Dataset excerpt:
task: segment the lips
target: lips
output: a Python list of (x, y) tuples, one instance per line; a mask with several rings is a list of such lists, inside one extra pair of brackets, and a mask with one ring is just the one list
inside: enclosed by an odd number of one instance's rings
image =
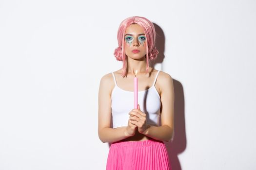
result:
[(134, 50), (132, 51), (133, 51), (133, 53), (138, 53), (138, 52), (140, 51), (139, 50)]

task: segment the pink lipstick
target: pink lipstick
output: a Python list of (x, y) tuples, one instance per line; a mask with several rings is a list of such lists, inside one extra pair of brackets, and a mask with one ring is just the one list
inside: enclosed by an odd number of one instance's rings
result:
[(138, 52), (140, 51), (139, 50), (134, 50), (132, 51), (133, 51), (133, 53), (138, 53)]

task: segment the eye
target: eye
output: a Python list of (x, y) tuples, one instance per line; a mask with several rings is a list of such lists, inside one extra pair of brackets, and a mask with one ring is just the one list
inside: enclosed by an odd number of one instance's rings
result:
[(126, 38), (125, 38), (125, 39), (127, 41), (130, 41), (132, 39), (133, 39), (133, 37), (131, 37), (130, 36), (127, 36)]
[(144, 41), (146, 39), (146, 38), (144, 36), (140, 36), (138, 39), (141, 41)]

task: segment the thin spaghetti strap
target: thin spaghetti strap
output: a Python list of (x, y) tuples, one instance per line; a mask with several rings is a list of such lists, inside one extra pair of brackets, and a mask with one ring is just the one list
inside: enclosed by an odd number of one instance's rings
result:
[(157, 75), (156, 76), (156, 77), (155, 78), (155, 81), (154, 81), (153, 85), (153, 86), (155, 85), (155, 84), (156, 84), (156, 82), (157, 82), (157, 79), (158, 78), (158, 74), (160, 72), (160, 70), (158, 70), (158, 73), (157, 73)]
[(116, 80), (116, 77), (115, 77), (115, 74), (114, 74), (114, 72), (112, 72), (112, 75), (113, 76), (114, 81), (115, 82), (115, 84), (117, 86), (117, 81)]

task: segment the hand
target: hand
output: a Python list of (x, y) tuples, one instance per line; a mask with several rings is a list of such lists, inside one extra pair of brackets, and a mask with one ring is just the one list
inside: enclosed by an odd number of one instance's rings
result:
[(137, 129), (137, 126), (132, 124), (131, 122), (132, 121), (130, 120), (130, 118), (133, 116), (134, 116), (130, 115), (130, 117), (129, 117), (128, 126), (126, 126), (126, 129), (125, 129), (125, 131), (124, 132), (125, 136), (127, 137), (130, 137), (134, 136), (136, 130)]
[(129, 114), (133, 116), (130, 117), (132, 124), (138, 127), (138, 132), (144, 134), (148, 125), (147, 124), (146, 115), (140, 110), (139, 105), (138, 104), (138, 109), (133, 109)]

---

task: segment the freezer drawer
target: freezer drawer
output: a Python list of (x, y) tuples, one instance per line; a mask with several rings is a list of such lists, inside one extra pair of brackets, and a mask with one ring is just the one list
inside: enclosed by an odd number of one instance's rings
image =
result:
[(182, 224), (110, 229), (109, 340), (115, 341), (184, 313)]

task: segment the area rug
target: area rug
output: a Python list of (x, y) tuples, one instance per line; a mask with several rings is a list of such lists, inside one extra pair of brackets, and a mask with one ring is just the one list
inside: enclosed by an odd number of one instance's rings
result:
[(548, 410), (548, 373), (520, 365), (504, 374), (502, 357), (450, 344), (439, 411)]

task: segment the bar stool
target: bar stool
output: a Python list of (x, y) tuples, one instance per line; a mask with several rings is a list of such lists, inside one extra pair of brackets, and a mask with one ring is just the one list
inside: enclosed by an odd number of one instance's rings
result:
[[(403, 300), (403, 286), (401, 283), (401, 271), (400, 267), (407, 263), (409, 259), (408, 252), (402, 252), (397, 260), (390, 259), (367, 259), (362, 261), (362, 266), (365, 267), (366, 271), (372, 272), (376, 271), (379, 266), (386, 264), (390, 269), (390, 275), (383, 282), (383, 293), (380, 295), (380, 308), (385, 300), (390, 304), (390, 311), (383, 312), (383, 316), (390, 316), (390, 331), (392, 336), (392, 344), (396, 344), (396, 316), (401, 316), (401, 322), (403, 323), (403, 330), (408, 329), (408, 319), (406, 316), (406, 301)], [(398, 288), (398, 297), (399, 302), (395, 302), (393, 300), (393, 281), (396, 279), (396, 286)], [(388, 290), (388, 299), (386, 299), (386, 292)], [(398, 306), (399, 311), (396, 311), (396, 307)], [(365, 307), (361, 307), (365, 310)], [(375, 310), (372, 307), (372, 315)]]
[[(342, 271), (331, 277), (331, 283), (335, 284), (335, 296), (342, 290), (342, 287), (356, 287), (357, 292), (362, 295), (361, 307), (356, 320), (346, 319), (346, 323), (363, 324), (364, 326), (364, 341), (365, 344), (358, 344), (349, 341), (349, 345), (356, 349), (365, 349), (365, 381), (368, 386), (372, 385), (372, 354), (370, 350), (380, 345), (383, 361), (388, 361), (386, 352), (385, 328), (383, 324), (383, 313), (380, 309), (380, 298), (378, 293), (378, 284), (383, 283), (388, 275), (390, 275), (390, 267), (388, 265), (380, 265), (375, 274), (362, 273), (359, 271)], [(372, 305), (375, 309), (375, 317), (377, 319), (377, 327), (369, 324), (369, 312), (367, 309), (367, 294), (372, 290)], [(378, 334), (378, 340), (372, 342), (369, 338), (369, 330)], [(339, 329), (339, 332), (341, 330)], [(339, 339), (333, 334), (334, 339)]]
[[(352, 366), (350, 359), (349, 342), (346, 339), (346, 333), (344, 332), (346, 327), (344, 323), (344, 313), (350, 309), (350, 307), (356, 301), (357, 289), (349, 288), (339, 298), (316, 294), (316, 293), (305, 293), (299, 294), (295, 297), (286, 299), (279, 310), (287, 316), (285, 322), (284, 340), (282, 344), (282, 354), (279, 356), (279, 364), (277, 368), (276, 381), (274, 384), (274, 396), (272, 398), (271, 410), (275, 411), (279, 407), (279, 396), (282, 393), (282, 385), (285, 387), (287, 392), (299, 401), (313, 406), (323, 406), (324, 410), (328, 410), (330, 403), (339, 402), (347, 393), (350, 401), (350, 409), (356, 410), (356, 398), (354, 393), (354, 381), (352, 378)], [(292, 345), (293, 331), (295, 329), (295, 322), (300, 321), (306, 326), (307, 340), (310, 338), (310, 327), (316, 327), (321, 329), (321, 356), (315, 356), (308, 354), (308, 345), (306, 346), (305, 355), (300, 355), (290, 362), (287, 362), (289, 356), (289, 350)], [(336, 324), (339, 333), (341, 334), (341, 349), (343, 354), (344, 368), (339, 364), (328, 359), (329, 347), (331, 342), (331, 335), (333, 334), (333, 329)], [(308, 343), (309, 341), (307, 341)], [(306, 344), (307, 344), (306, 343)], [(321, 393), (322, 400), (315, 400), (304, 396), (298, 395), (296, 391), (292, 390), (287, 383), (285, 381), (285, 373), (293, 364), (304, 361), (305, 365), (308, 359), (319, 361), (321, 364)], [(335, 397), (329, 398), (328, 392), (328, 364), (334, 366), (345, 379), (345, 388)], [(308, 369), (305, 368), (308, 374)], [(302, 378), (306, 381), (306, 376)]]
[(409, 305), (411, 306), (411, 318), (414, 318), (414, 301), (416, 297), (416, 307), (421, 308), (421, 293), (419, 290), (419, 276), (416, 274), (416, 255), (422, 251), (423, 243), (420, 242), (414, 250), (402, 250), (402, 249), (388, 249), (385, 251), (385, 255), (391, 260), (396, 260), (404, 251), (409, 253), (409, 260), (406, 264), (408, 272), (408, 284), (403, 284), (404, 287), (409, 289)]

#### Short exercise:
Rewrite the stretch from the line containing "task: segment the pink lipstick" through the line containing "53), (138, 53)]", substituting "red lipstick" for "pink lipstick" and leaving everything else unchanged.

#### Solution:
task: segment the red lipstick
target: red lipstick
output: a Python list of (x, y) tuples, one instance per line; a mask with several rings is a list of such lists, inside one extra pair of brackets, and a mask with one ring is just the one list
inside: enclosed by an odd number of one instance's rings
result:
[(138, 52), (140, 51), (139, 50), (134, 50), (132, 51), (133, 51), (133, 53), (138, 53)]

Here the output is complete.